EXERCISE PASSAGE:
---------------
The consequences for people with disabilities are critical here, especially as I have heard discussion of the potential use of IVG as a means to circumvent the transmission of genetic disease. It is entirely possible that IVG will be used to create more eggs than might otherwise be available, which may then be used to create more embryos, enabling large scale genetic screening of IVF embryos. Those presenting embryo testing as a potential benefit of IVG have been careful to state that IVG-enabled screening should not be used to select for hair colour, or eye colour or height, but rather only to select out heritable genetic diseases. The lines between medicine and so-called “enhancement” are not clear, however, and I worry about what attempts to choose the “best” embryo will mean for the lives of people with disabilities. To this end, we also need to be thinking about how IVG may serve as a precursor to heritable genome editing. As the concluding statement from the organizers of the Third International Summit on Human Genome Editing stated in March, there is not, by any means, societal consensus about whether or how to proceed on these matters.
Speakers have mentioned the “shadow of Dobbs” looming over this workshop, and also the ways that talking too much about the disposition of large numbers of embryos created through IVG might draw unwanted attention from anti-abortion conservatives. We can imagine restrictive laws that limit embryo research through concerns about disposition, but Dobbs’ pronatalist logic seems the site of greater concern. IVG could be part of a growing pronatalist capitalism, in which those with financial resources are given nearly limitless reproductive options, so long as they can pay for it, while others are forced to carry pregnancies to term. In this context, the availability of IVG would strengthen contemporary commitments to fulfilling the desires of the wealthy few, as conditions worsen for others.
---------------
RECORDS:
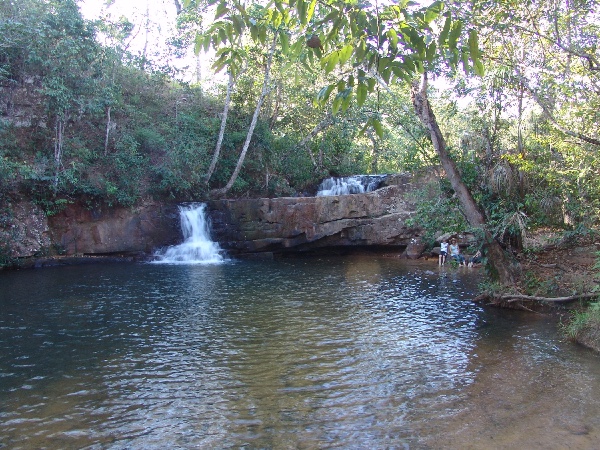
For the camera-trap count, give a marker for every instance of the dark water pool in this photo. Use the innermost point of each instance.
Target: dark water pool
(350, 353)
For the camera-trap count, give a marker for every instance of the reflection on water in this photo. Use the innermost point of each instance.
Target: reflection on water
(332, 353)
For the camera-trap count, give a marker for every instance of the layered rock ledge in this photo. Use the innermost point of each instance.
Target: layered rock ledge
(282, 225)
(376, 219)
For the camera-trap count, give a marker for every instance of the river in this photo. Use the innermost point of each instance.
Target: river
(359, 352)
---------------
EXERCISE AIM:
Answer these questions about the passage on IVG above.
(a) Which summit's organizers issued the concluding statement the passage cites, and in what month was it issued?
(b) What do speakers say is looming over the workshop?
(c) In the passage's second paragraph, what is IVG said to possibly be part of?

ANSWER TO THIS TASK:
(a) The Third International Summit on Human Genome Editing, in March.
(b) The "shadow of Dobbs."
(c) A growing pronatalist capitalism.